| EXERCISE OBJECTIVE |
Find every line in the items below that contains the word "with", and copy each of those lines. Case counts.

| INFORMATION GIVEN |
* * *

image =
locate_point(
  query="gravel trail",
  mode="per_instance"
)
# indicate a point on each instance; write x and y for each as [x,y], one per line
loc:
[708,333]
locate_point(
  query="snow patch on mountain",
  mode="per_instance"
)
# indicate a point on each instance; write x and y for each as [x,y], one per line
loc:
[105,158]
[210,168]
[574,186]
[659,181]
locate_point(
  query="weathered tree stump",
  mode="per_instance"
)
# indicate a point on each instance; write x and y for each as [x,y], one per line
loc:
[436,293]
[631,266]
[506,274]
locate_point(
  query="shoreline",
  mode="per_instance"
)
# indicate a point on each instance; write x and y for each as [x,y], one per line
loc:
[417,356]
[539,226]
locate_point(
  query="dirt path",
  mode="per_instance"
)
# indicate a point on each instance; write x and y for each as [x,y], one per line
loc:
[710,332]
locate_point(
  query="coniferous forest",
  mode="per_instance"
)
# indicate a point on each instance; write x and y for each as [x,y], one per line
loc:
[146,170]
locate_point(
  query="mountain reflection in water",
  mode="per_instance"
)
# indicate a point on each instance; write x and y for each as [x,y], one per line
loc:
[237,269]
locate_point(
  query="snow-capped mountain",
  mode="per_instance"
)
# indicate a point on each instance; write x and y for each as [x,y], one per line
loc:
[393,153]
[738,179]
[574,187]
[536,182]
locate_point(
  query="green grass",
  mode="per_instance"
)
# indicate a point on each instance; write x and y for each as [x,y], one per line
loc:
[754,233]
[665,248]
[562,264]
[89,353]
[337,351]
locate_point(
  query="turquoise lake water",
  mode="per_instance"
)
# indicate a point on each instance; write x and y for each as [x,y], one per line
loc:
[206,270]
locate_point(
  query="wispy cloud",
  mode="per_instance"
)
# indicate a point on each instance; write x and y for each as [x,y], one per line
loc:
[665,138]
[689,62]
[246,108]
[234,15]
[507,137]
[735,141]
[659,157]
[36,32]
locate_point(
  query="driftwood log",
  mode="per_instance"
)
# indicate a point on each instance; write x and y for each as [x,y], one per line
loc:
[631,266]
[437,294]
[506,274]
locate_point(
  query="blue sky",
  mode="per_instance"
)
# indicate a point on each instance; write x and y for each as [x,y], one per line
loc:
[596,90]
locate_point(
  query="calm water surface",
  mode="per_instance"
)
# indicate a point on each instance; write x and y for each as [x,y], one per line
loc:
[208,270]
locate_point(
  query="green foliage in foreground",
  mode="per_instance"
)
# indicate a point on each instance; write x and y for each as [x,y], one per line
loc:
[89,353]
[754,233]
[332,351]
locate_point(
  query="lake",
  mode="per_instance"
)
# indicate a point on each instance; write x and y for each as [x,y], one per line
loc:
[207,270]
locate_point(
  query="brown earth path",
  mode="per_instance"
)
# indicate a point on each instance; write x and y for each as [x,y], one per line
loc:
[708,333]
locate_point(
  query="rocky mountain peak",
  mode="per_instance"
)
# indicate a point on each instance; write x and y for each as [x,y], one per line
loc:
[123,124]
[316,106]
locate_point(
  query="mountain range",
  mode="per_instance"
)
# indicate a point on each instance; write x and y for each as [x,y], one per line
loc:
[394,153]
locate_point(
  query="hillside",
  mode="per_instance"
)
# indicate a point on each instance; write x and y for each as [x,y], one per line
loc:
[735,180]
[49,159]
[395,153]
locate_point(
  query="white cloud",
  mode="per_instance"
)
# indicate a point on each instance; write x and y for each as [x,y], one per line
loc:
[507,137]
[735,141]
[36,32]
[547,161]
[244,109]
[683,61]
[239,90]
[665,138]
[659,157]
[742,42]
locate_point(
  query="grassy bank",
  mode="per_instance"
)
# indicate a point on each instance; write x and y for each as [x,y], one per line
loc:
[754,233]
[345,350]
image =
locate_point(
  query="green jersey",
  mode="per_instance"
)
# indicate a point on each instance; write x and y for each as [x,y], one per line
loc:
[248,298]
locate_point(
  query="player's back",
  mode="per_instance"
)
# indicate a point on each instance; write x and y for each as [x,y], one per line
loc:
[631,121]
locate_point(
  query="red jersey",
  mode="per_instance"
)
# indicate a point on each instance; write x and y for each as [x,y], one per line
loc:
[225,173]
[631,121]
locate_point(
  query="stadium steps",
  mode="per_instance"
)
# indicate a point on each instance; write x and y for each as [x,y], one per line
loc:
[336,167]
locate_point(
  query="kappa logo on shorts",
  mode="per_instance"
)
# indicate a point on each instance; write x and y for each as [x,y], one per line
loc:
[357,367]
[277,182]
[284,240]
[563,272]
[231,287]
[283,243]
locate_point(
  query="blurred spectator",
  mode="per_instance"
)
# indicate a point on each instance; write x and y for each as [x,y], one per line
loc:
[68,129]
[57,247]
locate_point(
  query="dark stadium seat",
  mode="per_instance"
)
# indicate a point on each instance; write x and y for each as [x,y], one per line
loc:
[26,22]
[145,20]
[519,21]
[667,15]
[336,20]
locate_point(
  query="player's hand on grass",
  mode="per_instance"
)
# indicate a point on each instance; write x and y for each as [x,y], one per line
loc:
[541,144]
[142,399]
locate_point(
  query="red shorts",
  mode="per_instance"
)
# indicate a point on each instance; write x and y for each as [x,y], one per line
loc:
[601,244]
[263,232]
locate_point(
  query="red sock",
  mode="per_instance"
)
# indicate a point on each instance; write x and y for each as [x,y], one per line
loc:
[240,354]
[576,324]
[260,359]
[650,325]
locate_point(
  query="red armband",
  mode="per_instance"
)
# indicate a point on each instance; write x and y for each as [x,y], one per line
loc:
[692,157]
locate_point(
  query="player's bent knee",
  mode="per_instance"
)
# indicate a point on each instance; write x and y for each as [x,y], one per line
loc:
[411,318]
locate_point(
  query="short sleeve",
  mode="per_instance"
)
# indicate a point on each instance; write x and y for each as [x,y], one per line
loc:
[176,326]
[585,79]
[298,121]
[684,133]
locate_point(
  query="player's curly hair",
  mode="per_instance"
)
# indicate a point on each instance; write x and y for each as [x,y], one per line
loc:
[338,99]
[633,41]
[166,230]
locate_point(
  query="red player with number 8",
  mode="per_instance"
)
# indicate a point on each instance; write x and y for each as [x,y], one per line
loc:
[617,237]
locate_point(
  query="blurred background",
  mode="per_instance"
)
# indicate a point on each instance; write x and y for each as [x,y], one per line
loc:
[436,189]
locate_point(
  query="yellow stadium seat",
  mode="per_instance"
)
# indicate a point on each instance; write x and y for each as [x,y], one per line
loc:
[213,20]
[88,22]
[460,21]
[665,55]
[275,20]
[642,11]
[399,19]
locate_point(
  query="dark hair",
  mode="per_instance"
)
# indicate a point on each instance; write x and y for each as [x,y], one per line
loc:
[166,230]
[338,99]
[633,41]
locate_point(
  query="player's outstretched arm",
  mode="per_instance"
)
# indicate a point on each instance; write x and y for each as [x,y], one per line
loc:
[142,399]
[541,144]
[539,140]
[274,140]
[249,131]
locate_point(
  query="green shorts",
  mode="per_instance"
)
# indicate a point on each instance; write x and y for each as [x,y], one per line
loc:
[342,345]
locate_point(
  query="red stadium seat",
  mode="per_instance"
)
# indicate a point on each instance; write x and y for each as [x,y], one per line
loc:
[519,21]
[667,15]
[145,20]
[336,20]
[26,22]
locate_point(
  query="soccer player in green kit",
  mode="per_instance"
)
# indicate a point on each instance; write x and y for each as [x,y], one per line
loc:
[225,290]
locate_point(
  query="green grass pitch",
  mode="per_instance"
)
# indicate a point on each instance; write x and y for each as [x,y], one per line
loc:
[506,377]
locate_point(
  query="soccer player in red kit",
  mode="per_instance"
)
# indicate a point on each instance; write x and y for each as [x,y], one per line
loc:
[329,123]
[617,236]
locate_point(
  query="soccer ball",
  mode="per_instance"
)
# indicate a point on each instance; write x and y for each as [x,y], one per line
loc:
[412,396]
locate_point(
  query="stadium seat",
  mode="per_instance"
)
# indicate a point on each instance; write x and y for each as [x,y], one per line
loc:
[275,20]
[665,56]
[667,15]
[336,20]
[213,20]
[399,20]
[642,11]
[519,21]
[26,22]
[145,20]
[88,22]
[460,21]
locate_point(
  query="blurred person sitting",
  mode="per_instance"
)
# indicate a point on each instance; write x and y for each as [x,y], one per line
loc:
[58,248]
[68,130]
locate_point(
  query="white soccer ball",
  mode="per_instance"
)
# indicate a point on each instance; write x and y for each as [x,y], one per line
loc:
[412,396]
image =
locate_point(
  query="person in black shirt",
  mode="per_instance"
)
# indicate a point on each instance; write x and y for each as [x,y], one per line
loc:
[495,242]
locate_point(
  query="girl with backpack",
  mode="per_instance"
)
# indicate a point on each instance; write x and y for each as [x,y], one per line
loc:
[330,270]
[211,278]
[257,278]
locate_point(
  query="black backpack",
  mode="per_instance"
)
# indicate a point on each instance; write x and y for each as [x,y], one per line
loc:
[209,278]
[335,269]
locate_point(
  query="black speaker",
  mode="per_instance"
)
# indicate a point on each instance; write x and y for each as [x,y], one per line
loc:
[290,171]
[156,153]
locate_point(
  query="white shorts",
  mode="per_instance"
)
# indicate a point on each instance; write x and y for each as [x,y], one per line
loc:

* * *

| PROBLEM SOLUTION |
  query="red player with number 8",
  query="girl with backpack",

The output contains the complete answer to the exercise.